| Source extract |

════

Swap agreements are contracts between parties in which one party agrees to make periodic payments to the other party (the “Counterparty”) based on the change in market value or level of a specified rate, index or asset. In return, the Counterparty agrees to make periodic payments to the first party based on the return of a different specified rate, index or asset. Swap agreements will usually be done on a net basis, the Fund receiving or paying only the net amount of the two payments. Certain standardized swaps are subject to mandatory central clearing. Central clearing generally reduces counterparty credit risk and increases liquidity, but central clearing does not make swap transactions risk-free. Additionally, there is no guarantee that a Fund or an underlying fund could eliminate its exposure under an outstanding swap agreement by entering into an offsetting swap agreement with the same or another party.

The Fund may enter into swap agreements to manage its exposure to interest rates and/or credit risk, to generate income or to manage duration. During the period that the swap agreement is open, the Fund may be subject to risk from the potential inability of the counterparty to meet the terms of the agreement. The swaps involve elements of both market and credit risk in excess of the amounts reflected on the Statement of Assets and Liabilities.

════

| Aim of the task |
Translate this sentence from the swap agreements text into Spanish: "Certain standardized swaps are subject to mandatory central clearing." Work only from the swap agreements text.

| Provided data |
════

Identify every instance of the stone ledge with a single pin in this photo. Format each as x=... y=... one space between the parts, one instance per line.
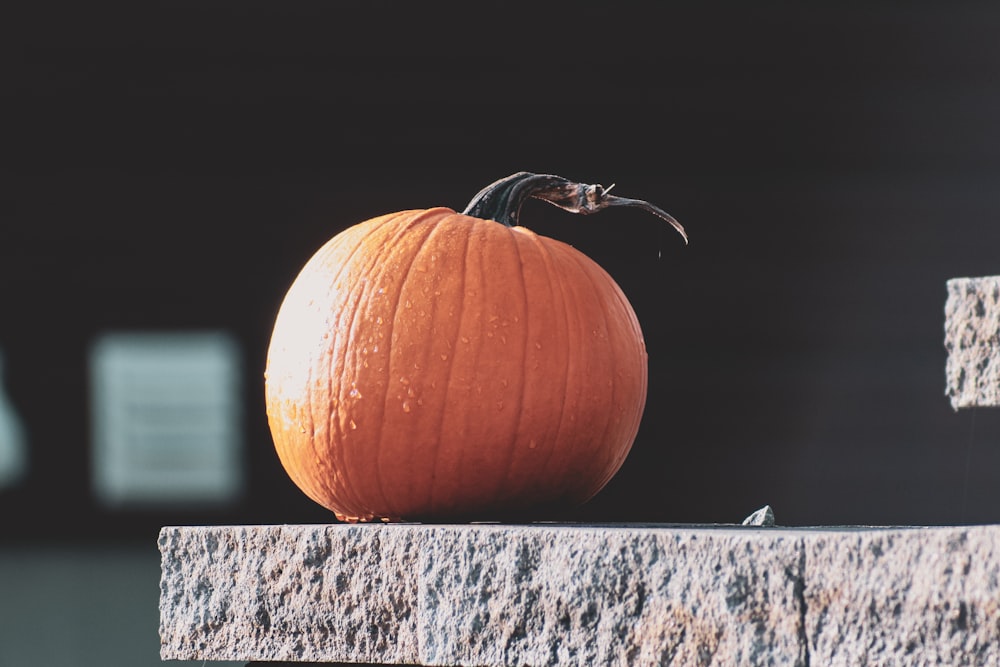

════

| Result for this task |
Ciertos swaps estandarizados están sujetos a compensación central obligatoria.